Input data ▸
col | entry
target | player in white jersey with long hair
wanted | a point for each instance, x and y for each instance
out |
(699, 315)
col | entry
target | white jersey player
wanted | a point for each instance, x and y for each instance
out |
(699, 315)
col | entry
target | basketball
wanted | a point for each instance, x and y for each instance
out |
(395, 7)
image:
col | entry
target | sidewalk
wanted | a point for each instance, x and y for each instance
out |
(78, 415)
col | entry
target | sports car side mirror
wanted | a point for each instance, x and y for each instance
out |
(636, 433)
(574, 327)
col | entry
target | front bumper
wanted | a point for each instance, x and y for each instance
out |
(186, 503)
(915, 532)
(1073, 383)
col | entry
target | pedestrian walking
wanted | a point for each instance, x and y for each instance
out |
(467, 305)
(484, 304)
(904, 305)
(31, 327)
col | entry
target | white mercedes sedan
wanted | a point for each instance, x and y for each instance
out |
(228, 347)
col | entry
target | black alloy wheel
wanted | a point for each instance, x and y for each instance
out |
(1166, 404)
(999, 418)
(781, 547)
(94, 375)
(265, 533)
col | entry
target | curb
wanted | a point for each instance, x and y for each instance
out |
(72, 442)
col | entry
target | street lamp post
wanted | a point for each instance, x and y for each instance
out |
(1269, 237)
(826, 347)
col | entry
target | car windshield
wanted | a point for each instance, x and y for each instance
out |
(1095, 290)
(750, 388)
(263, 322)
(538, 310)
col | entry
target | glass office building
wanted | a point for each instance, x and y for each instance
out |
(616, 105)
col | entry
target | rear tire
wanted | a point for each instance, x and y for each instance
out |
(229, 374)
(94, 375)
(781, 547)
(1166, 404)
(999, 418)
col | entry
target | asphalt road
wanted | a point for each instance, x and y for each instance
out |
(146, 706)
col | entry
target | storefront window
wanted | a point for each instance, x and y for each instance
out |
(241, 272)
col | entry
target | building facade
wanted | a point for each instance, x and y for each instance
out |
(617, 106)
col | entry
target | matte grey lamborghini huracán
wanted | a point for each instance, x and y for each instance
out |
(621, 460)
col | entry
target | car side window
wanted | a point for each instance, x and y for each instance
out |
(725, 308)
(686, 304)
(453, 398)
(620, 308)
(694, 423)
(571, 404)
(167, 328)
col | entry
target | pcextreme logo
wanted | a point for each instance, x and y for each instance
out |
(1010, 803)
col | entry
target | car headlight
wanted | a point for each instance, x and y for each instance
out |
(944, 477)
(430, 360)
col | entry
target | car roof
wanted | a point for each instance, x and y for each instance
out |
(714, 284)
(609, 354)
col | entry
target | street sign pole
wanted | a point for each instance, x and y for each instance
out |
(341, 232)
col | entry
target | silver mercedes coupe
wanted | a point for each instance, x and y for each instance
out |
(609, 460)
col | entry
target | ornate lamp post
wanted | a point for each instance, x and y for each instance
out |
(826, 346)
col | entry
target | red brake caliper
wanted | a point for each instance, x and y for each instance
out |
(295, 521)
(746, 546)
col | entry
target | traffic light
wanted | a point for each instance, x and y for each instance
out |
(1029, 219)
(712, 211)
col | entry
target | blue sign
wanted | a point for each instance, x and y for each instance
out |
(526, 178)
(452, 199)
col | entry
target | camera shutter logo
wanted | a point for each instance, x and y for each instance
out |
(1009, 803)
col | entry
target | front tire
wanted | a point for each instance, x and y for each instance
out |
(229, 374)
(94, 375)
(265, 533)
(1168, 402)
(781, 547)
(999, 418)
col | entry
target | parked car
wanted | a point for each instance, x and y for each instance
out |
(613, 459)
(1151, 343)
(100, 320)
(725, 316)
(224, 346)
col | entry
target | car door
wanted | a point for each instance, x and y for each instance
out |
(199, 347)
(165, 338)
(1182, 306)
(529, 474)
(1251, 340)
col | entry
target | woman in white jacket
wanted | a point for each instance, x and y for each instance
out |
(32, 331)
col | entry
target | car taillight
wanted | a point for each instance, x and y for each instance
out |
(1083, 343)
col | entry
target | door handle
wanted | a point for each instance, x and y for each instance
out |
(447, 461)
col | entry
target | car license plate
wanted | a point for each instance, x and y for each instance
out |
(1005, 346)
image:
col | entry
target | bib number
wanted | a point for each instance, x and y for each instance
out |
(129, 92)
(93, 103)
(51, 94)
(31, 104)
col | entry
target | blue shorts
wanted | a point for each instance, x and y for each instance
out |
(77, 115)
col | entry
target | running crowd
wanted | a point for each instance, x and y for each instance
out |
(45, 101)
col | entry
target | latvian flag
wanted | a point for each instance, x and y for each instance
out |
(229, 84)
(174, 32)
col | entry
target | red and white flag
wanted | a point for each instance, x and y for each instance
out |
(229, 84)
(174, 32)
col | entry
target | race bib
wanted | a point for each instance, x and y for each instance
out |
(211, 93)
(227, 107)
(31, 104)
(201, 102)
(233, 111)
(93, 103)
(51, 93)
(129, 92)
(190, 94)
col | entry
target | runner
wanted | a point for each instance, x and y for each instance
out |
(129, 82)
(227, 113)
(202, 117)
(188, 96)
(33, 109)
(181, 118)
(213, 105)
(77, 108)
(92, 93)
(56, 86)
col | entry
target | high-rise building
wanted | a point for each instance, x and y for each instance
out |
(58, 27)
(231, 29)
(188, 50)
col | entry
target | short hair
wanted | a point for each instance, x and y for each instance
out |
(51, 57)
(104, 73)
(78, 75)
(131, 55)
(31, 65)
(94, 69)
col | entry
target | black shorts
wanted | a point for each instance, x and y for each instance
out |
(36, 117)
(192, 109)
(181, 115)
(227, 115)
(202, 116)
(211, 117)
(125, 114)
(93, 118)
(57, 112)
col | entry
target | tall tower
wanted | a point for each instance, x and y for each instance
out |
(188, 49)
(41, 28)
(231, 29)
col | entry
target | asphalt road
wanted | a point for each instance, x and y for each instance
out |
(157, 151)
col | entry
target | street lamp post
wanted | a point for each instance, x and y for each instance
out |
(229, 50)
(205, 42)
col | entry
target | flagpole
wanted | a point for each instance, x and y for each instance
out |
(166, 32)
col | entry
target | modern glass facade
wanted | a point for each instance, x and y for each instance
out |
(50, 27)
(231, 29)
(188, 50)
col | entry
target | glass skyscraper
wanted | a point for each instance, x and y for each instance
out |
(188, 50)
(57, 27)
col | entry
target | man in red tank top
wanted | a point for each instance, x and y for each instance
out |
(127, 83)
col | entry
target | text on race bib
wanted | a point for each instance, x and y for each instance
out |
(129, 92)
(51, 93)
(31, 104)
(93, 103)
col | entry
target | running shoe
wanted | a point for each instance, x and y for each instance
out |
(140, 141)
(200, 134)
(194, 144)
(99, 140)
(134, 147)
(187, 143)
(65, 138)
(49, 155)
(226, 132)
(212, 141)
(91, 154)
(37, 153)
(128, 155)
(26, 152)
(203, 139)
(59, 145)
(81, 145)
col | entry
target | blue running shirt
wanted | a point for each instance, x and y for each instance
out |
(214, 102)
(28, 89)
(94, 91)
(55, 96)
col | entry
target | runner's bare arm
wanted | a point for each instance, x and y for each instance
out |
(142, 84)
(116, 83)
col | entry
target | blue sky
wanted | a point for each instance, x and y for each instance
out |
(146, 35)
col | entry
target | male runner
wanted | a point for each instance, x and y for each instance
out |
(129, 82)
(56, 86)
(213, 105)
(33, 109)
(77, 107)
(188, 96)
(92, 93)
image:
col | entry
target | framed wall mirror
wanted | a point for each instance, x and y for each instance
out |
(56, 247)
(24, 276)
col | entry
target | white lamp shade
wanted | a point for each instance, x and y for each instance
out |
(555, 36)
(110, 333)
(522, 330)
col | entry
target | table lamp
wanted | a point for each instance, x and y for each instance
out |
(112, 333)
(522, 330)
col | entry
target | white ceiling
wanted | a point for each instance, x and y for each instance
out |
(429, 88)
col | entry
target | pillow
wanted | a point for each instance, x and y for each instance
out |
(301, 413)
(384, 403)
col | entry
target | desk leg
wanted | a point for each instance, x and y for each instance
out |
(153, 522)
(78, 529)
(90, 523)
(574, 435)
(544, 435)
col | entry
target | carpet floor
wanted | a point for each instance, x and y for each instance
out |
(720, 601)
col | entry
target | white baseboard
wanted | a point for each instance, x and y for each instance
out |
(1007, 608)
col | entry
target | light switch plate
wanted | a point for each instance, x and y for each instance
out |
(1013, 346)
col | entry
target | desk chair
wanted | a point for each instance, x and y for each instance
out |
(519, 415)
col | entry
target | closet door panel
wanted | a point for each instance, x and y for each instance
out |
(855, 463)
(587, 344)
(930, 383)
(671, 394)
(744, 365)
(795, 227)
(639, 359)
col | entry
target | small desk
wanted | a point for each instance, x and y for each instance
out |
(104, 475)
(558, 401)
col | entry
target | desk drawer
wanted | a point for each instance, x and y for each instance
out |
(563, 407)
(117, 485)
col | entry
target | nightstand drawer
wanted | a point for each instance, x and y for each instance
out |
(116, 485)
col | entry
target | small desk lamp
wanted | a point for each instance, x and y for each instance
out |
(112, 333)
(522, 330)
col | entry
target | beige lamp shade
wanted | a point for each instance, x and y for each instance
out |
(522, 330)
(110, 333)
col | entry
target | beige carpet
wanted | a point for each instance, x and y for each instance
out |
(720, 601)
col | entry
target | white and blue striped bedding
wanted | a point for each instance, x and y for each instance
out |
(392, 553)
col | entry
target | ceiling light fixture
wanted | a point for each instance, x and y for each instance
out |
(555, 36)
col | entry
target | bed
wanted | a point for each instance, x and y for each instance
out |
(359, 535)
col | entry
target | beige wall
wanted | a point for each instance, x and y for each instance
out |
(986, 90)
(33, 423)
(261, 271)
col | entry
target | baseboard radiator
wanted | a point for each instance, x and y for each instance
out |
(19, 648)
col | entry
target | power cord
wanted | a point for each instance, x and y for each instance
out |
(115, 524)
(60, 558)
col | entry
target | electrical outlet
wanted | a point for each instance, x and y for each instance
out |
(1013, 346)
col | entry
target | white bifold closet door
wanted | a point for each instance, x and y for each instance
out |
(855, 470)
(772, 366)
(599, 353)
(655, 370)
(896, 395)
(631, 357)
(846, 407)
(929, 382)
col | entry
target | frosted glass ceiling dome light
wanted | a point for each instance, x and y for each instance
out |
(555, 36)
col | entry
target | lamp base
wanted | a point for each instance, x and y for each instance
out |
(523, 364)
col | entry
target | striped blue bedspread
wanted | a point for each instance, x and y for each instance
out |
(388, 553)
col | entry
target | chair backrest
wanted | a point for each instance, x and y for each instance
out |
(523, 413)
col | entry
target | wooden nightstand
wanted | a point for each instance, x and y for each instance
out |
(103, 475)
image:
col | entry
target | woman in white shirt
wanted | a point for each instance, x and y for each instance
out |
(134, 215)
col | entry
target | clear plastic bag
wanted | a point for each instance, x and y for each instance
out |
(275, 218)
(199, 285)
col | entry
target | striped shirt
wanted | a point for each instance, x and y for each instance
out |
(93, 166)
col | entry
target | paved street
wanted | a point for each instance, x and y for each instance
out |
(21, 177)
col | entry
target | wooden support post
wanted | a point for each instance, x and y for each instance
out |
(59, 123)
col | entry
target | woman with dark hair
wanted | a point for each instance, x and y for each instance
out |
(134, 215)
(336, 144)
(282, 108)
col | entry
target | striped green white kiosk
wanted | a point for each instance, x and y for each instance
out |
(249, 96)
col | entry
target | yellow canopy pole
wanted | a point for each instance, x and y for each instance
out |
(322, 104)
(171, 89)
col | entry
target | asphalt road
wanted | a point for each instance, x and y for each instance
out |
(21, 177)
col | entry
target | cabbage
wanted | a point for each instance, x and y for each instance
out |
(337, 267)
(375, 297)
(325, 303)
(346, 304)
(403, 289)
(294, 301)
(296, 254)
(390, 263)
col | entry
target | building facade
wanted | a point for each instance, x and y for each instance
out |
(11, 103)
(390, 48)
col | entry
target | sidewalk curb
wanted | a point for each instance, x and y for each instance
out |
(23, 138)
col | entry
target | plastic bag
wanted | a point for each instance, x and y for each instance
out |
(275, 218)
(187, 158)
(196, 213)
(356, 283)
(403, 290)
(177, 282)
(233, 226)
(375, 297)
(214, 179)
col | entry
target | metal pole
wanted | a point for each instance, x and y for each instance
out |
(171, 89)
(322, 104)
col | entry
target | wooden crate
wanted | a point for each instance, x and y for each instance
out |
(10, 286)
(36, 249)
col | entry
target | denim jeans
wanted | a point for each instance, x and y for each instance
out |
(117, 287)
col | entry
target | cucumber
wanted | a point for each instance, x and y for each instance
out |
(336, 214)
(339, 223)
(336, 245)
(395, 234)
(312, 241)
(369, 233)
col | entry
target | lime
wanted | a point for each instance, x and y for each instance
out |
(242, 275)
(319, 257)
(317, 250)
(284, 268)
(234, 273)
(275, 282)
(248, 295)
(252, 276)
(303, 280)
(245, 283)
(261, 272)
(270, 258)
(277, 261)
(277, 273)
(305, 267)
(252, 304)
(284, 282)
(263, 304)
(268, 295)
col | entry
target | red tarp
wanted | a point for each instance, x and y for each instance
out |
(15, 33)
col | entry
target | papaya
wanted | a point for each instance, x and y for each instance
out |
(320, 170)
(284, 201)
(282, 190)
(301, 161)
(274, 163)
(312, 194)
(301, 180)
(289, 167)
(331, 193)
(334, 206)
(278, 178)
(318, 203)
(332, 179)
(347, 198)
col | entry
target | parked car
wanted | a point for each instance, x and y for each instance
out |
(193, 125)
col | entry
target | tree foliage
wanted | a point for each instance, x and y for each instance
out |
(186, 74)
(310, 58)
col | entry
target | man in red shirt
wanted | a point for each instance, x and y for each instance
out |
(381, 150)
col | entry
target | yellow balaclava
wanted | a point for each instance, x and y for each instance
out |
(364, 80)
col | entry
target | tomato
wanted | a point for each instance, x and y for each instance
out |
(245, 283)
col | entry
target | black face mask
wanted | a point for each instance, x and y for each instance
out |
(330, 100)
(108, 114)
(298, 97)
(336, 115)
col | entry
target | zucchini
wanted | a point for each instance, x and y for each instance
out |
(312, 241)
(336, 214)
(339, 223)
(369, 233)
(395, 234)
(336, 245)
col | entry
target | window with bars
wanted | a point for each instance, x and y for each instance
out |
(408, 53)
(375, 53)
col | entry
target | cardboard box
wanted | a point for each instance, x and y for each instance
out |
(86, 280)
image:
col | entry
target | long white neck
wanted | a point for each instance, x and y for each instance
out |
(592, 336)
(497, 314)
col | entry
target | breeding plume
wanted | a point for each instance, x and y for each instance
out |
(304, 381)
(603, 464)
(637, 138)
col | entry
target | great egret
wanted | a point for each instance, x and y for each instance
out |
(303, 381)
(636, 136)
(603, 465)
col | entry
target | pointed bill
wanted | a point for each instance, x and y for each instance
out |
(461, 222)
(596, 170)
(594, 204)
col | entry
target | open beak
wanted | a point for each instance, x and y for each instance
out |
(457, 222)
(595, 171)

Required work ▸ Reproduce the entries word for word from the beginning through the line containing "(1073, 383)", with both ends included.

Finished task ▸
col | entry
target | player in white jersey with long hair
wanted | a point for each instance, x and y for each instance
out |
(699, 315)
col | entry
target | white jersey player
wanted | a point for each instance, x and y for each instance
out |
(699, 315)
col | entry
target | basketball
wanted | a point for each instance, x and y for each instance
out |
(395, 7)
image:
col | entry
target | sidewalk
wanted | a point for each instance, x and y for each instance
out |
(78, 415)
col | entry
target | sports car side mirror
wanted | a point for each instance, x and y for each instance
out |
(636, 433)
(574, 327)
col | entry
target | front bumper
wanted | a point for each instance, x and y for each instance
out |
(186, 503)
(915, 532)
(1073, 383)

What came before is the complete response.